(Source text):
┄┄┄┄┄┄
4. He loved, and lived with, a prostitute.
Van Gogh had a few crushes, including both his widowed cousin and a disinterested upper class woman named Eugenia. Once he left his family home in Holland and moved to The Hague, however, he mainly commiserated with prostitutes. Van Gogh had a favorite named Sien, whom he lived with and took care of — he even helped raise her baby for a time.
Van Gogh sketched many portraits of Sien and cared for her a great deal, but she drove a wedge between the artist and his family. At his brother Theo’s urging, van Gogh left her and moved to Drenthe, another province in the Netherlands. Although he had some other unsuccessful relationships, he died alone.
5. The colors we see in his paintings are not as he intended.
Art lovers revel in the rich hues present in van Gogh’s work, but the colors we see are not, in fact, what the artist meant for us to see — specifically the yellow tones. Like many artists of the time, van Gogh used an unstable pigment called chrome yellow that was prone to fading or browning over time. The chemical change is irreversible, so we can only imagine the luminosity the paintings once held.
As for van Gogh’s common usage of the color yellow, biographer Charles Moffatt believes it reflects points of time when van Gogh was on a bi-polar upswing.
6. He was the king of post-impressionistic selfies.
In a period of three years, van Gogh produced over 43 self-portraits. While tempting to consider this an exercise in vanity, it’s more likely that this was a result of poverty, in both an emotional and financial sense. The artist didn’t have the funds to pay for professional models, and given the overall lack of human interaction in his life, finding friends to pose for him would have been just as difficult.
7. His relationship with painter Paul Gauguin was likely homosexual.
The two lived as roommates for a time in the South of France. An article in Harvard Magazine states that “[van Gogh’s] medical biographers agree that his adulthood included periods of hypersexuality, hyposexuality, bisexuality, and homosexuality,” and that “his stormy homosexual affair with the painter Paul Gauguin included endless, often argumentative discussions.”
Van Gogh described their bond as “electric,” and although it may have had its high points, it also saw its fair share of tumult which did not shy away from violence.
┄┄┄┄┄┄
(Entries provided):

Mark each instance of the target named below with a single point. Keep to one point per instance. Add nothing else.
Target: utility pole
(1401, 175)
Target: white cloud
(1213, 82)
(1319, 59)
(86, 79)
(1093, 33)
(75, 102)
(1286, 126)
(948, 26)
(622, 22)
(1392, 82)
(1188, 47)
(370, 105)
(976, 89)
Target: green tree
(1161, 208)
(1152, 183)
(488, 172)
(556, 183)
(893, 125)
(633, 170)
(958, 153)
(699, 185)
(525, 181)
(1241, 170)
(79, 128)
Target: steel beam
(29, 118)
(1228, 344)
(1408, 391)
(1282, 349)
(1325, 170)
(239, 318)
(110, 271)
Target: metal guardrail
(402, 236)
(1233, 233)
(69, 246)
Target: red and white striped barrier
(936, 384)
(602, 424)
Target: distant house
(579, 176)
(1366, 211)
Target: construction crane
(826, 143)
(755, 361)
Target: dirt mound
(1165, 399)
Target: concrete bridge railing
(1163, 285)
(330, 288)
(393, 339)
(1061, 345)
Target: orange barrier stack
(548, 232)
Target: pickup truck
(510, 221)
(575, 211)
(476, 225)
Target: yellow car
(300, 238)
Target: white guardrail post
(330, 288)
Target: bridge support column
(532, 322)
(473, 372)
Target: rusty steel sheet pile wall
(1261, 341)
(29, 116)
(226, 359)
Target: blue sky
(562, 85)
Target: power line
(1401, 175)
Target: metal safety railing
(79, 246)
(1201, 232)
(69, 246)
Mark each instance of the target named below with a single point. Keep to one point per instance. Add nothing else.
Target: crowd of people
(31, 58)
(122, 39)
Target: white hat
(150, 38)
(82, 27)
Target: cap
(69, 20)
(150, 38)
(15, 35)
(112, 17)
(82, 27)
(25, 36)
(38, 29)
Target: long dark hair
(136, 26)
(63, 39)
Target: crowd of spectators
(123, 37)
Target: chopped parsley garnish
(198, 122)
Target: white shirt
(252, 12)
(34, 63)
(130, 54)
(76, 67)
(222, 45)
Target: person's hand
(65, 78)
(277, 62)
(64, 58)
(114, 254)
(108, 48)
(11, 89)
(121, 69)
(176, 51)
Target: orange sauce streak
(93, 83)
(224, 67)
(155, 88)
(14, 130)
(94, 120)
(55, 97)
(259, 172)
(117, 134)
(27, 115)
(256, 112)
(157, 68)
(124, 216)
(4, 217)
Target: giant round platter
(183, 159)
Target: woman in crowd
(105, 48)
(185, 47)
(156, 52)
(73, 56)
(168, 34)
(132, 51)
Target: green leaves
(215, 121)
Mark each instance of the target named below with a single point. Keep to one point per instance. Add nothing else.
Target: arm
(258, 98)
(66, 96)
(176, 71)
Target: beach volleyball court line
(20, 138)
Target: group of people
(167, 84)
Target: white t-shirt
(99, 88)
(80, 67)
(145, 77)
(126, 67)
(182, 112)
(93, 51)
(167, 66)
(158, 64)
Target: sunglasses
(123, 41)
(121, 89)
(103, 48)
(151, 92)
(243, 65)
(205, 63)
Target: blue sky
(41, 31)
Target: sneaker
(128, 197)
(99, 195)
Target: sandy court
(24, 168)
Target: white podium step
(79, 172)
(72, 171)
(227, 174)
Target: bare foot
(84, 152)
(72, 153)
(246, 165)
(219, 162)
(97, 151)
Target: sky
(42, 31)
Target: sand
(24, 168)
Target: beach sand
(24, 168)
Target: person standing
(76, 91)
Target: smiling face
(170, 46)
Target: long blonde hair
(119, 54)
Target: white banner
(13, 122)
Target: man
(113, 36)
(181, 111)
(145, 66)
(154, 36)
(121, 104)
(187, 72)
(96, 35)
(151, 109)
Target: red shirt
┄┄┄┄┄┄
(Task goal): In the van Gogh text, list every person named other than van Gogh himself. The material above has no connection to the van Gogh text.

(Answer space): Eugenia, Sien, Theo, Charles Moffatt, Paul Gauguin